Assignment: Only some lines are wanted. Transcribe, exactly, the lines below from the line with "query (the noun phrase to segment): brown" up to and including the line with "query (the noun phrase to segment): blue".

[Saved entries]
# # # #

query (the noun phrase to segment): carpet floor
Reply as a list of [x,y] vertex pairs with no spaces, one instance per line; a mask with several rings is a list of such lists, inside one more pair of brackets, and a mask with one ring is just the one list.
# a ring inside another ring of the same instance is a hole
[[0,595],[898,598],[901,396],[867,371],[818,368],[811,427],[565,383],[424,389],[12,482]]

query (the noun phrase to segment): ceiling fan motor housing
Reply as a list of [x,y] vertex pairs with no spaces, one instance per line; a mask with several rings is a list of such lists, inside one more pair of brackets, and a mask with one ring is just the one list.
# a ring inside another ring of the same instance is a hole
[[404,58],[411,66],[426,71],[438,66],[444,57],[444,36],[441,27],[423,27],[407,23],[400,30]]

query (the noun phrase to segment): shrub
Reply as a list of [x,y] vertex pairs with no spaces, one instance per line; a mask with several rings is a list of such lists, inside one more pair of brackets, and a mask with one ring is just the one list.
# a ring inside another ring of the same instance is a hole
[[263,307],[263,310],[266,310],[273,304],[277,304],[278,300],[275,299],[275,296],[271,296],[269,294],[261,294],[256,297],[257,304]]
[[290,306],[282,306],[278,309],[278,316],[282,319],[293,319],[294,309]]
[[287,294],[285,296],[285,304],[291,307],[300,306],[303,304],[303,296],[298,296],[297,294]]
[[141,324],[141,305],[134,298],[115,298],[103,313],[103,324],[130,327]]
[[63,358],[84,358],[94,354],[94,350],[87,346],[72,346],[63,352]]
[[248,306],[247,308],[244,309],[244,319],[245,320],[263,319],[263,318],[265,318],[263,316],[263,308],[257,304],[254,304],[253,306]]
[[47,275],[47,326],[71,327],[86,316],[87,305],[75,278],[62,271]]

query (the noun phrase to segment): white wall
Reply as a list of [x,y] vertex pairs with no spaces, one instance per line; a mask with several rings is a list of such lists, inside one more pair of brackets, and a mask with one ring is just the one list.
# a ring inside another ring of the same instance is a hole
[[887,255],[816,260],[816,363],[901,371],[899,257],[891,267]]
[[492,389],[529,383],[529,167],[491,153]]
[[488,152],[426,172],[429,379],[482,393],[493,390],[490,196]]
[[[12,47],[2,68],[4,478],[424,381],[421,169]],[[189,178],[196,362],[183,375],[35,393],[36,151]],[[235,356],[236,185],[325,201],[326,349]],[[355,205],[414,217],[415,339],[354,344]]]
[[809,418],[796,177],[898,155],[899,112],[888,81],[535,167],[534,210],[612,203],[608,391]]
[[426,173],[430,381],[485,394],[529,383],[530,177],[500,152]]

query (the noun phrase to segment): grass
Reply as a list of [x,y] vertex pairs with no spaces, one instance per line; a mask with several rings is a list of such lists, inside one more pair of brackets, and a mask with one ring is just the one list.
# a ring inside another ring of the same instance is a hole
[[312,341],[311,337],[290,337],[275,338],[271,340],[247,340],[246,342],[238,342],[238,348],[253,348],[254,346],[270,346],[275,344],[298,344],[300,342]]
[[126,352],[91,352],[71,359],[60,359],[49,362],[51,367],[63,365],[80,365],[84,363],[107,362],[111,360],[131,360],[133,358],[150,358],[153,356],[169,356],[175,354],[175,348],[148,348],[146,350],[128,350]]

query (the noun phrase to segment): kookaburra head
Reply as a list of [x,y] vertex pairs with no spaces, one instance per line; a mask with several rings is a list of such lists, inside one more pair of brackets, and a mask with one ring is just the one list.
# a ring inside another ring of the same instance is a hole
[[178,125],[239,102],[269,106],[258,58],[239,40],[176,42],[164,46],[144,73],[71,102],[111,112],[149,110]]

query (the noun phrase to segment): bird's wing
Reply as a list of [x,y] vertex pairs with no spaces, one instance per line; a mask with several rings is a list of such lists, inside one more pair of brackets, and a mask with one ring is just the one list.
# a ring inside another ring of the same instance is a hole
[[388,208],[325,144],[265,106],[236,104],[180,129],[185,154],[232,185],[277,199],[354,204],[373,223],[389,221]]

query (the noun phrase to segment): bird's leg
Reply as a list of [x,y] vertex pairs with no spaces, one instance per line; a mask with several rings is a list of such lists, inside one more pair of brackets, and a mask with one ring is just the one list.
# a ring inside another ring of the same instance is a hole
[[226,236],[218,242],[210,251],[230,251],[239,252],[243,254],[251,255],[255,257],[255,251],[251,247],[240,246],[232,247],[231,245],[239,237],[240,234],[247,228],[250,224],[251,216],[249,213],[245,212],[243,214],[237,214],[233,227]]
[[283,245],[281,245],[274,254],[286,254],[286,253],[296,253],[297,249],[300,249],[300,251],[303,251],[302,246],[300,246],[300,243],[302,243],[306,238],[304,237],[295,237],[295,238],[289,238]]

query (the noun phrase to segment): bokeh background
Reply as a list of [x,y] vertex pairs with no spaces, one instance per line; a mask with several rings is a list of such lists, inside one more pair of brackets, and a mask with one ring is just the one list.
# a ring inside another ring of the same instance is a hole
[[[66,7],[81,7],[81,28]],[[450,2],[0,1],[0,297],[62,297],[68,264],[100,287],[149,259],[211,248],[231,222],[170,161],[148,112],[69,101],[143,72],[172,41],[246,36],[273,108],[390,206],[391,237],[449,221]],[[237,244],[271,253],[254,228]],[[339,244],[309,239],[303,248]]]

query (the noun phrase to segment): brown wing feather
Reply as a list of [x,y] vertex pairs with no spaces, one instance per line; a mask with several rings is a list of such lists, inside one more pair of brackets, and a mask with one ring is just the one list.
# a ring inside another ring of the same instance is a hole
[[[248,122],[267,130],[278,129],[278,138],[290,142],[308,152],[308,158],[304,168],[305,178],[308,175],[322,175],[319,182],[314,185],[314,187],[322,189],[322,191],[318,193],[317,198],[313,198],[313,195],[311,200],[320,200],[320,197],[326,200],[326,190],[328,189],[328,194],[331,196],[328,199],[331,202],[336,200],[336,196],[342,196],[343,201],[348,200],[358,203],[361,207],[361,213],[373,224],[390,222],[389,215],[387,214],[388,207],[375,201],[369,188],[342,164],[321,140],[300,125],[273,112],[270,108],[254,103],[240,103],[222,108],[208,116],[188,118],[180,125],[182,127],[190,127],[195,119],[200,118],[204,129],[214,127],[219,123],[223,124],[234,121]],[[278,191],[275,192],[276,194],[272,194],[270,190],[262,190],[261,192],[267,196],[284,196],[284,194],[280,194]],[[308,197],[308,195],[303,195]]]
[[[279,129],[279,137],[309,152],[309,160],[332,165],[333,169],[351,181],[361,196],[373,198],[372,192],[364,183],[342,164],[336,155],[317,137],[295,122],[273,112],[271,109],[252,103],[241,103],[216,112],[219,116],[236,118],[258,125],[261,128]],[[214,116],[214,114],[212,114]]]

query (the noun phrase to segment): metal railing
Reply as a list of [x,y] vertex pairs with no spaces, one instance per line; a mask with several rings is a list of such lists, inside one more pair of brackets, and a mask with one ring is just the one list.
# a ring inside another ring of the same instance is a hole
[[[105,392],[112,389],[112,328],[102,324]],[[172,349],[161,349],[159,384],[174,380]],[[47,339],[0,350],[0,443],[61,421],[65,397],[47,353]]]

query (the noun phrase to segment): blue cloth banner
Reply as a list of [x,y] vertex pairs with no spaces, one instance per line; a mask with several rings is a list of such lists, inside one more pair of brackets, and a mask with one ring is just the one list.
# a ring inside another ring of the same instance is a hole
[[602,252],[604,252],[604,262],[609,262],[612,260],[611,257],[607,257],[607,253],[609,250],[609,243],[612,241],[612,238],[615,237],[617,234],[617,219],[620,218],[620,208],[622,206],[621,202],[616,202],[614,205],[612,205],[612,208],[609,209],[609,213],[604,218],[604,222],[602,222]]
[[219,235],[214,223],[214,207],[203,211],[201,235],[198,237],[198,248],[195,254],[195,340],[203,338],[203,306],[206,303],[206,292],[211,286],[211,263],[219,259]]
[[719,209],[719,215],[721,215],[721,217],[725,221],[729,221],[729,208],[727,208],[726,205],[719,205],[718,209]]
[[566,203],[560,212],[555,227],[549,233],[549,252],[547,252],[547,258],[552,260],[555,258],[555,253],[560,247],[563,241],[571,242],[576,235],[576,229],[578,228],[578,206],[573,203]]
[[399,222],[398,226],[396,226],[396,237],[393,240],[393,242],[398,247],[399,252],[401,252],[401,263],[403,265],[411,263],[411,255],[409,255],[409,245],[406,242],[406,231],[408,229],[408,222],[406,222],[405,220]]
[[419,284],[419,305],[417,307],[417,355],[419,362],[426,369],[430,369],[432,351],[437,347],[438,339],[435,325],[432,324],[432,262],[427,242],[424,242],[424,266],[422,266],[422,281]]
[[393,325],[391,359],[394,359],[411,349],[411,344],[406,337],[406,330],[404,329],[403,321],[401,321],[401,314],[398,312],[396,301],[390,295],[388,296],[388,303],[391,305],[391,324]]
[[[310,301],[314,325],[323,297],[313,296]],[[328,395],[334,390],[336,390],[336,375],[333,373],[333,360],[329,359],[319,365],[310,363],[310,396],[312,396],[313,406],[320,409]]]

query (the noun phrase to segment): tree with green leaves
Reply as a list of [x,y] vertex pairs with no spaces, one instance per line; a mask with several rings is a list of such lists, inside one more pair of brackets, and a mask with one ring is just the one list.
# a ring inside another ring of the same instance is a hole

# # # #

Result for this exercise:
query (the noun phrase to segment): brown wing feather
Reply as a list of [x,y] vertex pairs with no spaces, one instance per line; a mask with several rings is a list of such lists, inside one more pair of brackets, and a mask with one ring is just the one list.
# a ring inside another ring of the same instance is a hole
[[[248,122],[267,130],[278,129],[278,138],[290,142],[308,152],[308,158],[304,168],[305,178],[308,175],[322,175],[319,182],[314,185],[314,187],[322,189],[322,191],[318,193],[317,198],[313,198],[313,195],[311,200],[320,200],[320,197],[326,200],[326,190],[328,189],[328,194],[331,196],[328,199],[331,202],[336,200],[336,196],[342,196],[343,201],[348,200],[358,203],[361,207],[361,213],[373,224],[390,222],[389,215],[387,214],[388,207],[375,201],[369,188],[342,164],[321,140],[300,125],[273,112],[270,108],[254,103],[240,103],[222,108],[208,116],[188,118],[180,125],[182,127],[190,127],[195,119],[200,118],[204,129],[214,127],[219,123],[223,124],[234,121]],[[278,191],[275,192],[276,194],[272,194],[270,190],[262,190],[261,192],[267,196],[284,196],[284,194],[280,194]],[[308,197],[308,195],[303,195]]]
[[[279,129],[279,137],[309,152],[309,160],[332,165],[333,169],[351,181],[361,196],[373,198],[372,192],[364,183],[342,164],[336,155],[317,137],[295,122],[273,112],[271,109],[252,103],[241,103],[216,112],[219,116],[236,118],[258,125],[261,128]],[[214,116],[214,114],[212,114]]]

query (the noun phrase to segment): metal railing
Reply as a list of [x,y] vertex pairs with no spaces, one instance per line; a mask with several rings is a list of such lists, inside one more pair of brackets, and a mask with one ring is just the one list.
# a ring inside another ring of the same instance is a hole
[[[105,392],[112,389],[112,328],[102,324]],[[172,349],[161,349],[159,384],[174,380]],[[47,339],[0,350],[0,443],[61,421],[65,397],[47,353]]]

query (the noun phrase to segment): blue cloth banner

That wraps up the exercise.